Given passage ->
# SAS Annihilation Project



## Andy AM (Feb 12, 2004)

I'd like to start this project about annihilating SA from our lives.

I'd like you to throw in here as many ideas as possible and then discuss them and wrestle with them until we get results out of them.

Here is the first idea to kick it off:

"Strive to attain personal happiness from the inside without any external dependencies as you can never depend on the outside world to make you happy as it is too volitile and may always let you down"

I believe if we do this, it wouldn't matter to us anymore how others behave around us and how our external environment is. If we know how to make ourselves happy, we just will remain happy.

Anymore ideas, questions, or anything to contribute, even an opinion?


----------



## Melusine (Jun 19, 2004)

Great idea  it reminds me of a quote by Mary Lou Cook "Seek not outside yourself, for heaven is within." I think about it alot.


----------



## Patrick79 (Nov 18, 2004)

True, I think that's a part of SA, seeking approval from others.

It's kind of funny that for all of our threads on this board...we don't have one about the nature of SA- what is SA? How does it develop, what are it's causes, how do you overcome it, etc.

I'm willing to bet that talking about our experiences and seeing those of others is part of the solution, but it's probably also true that you need an understanding of SA in order to get past it.


----------



## Ryanoles (Aug 4, 2004)

That's good thinking Andy, and I hope this can turn in to something positive.


----------



## Andy AM (Feb 12, 2004)

Thanks for the feedback guys. I'm looking forward to some more. 

In the meantime, here is a scoop of the latest techniques I'm trying.

Today, I decided to consider scary fearful events exciting, just as I would treat bungie jumping, roller coasters, skiing, and skydiving.

Whenever I feared doing something I wanted to do with people (like say Hi or ask a question), I would jump into the opportunity with all my fear while feeling excitment and courage. Boy, it felt good after doing it a few times. It kinda increased my confidence.

I'm gonna try to keep doing this. In the meantime, please try it gals and guys and tell me how it works for you


----------



## meggiehamilton (Nov 12, 2003)

That sounds like a good technique Andy. I will have to try it.

Instructions ->
- a) Answer these questions about the SAS Annihilation Project thread.
(i) Whose quote does Melusine say the first idea reminds her of?
(ii) Which four activities does Andy AM name when he describes treating fearful events as exciting?
(iii) According to Patrick79, what topic has no thread of its own on the board?
- b) Proceed with the SAS Annihilation Project thread, writing on from its last reply.

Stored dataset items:
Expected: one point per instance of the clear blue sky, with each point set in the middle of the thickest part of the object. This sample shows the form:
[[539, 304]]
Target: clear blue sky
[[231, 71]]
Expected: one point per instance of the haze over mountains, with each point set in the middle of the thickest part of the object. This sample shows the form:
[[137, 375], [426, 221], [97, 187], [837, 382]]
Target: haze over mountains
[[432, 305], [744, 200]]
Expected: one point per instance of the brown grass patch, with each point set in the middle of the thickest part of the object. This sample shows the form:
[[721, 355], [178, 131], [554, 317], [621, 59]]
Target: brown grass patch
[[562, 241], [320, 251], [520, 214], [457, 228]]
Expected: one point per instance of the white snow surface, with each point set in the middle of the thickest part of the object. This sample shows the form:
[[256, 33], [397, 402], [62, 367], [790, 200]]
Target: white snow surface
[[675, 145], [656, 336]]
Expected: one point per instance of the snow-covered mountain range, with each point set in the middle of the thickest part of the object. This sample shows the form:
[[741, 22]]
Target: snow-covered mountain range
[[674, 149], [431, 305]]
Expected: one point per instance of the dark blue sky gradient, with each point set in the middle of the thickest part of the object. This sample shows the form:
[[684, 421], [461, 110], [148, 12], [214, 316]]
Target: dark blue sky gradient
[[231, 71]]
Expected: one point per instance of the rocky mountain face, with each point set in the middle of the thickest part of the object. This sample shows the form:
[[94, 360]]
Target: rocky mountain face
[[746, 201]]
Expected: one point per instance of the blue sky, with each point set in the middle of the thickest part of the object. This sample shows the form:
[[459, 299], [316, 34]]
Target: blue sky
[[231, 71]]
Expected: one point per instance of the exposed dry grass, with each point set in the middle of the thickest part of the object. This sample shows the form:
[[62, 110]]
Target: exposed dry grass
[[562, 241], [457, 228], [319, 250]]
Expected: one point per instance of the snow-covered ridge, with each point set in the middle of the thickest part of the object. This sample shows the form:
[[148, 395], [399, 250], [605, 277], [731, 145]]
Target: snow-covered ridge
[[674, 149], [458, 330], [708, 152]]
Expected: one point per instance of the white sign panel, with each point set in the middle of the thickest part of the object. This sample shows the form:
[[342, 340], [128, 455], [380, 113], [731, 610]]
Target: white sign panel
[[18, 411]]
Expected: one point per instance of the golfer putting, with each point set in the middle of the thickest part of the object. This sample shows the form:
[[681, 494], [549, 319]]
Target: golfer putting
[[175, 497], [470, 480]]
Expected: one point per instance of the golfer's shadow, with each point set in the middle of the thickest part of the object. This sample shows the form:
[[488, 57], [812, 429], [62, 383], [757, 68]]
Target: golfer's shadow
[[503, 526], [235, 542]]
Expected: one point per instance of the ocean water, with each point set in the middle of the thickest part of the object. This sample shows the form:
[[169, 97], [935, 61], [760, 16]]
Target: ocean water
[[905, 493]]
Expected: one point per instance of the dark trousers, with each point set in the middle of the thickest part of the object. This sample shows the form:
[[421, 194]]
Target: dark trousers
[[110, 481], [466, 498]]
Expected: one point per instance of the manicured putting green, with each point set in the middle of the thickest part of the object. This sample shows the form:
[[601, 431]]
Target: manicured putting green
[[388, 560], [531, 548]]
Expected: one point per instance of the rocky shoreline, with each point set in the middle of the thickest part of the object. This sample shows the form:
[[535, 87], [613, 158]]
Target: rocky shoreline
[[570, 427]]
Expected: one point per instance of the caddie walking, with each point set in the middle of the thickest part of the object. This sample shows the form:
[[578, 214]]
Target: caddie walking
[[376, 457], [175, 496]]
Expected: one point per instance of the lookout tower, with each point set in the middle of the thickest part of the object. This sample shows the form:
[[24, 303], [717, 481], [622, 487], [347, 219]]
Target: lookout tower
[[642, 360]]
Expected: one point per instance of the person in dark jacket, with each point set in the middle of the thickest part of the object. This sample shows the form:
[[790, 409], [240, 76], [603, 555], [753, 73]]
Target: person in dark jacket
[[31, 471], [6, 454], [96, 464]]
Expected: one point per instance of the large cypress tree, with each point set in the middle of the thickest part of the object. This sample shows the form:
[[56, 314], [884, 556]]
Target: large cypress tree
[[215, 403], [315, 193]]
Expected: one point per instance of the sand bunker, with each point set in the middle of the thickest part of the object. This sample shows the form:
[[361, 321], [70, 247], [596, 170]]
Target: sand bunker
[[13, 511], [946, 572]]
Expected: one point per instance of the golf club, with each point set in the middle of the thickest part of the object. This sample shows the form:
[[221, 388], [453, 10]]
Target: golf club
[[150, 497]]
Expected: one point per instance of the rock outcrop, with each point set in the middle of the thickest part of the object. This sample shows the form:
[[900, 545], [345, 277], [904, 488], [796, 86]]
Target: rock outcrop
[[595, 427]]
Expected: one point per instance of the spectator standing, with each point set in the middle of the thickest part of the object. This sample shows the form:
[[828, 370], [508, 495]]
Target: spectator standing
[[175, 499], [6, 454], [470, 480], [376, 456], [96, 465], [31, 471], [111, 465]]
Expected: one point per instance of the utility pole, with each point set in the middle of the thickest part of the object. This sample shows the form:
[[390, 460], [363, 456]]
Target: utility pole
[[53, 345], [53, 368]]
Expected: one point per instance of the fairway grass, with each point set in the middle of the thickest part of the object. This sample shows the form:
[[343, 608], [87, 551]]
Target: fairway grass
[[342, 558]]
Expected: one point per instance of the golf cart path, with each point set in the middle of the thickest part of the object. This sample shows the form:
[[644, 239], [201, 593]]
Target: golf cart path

Outputs by task ->
- a)
(i) Mary Lou Cook
(ii) Bungie jumping, roller coasters, skiing and skydiving
(iii) The nature of SA: what it is, how it develops, what its causes are and how to overcome it

- b)
I have been trying visualization myself. Like before I enter a fearful situation I try to visualize myself in the situation before hand doing really well. This way I can stay positive.


----------



## Ryanoles (Aug 4, 2004)

That sounds like a good idea Andy, I never thought of it like that, I'll try that out and give my feedback on it.


----------



## Andy AM (Feb 12, 2004)

Ok here is some more feedback about that technique, which I shall call for now "Face your fears".

It worked well at work today though occasionally I got overwhelmed. At the end of the day I got worn out and didn't wanna do it anymore as I was too tired because I didn't have enough sleep yesterday.

Regardless, thoguh I don't feel like doing it anymore until I have more energy, I wanna point out that if this happens to you, don't be discouraged. Recognize your limits and try it again later when you feel you want that thrill of fear again.


----------



## rybo (Apr 5, 2005)

I went out of my way to talk to people I didn't know today. Went grocery shopping by myself (which I hate doing, way too many people).

Seems silly, but I was proud of myself. Had some serious sweating going on walking around by myself in the store.


----------



## Fly (Apr 9, 2004)

Andy AM said:


> Today, I decided to consider scary fearful events exciting, just as I would treat bungie jumping, roller coasters, skiing, and skydiving.


Hey, I do (or try to do) the exact same thing. And although I'm not consistent enough with it yet, it does help.


----------



## Andy AM (Feb 12, 2004)

Kudos for your effort rybo. Yes, I do experience the muscle tensing and sweat as well. Thanks for Right Guard for making such good deodarants :lol

Fly, that's cool. I have a feeling I will begin to experience some positive changes once I persist with it enough. In the meantime, I'm still working on attaining happiness from the inside.

Stay tuned for more, and feel free to post any ideas.


----------



## RHB (Dec 30, 2004)

'Thinking' is my problem...if I didn't think about things all the time I' be fine. Thinking I'm boring, ugle,weak,pointless,useless,meant to be like this forever,worthless,a freak etc etc. The one book that's ever helped is Stop thinking, start living but to do that takes a lot of will power but I know that it's the only way I'm going to get better.


----------



## Jochy (Mar 1, 2005)

i agree with you andy 100%, rhb i used to have those tornados in my head too untill less than 2 month i'd say. and you know what? i don't have that problem anymore, it doesn't mean that i'm ok at all, i still have the anxiety and need to work on it, but if you stop blaming yourself you'll feel a little better. how? one day i said to myself;

i'm a human being and not guilty, i don't want this problem so there's no reason to feel guilty, yes, sometimes i make mistakes, but instead of seeing those mistakes as unforgivable acts that take me down, i will think that is pretty normal that a person with anxiety reacts that way, so i will analyze my errors and try to make it better next time, but no more self blaming, i'll give myself a break.


----------



## Andy AM (Feb 12, 2004)

Thanks for sharing your experience with us Jochy.

I agree with you. However, sometimes I have trouble convincing myself that I am not guilty or worthy.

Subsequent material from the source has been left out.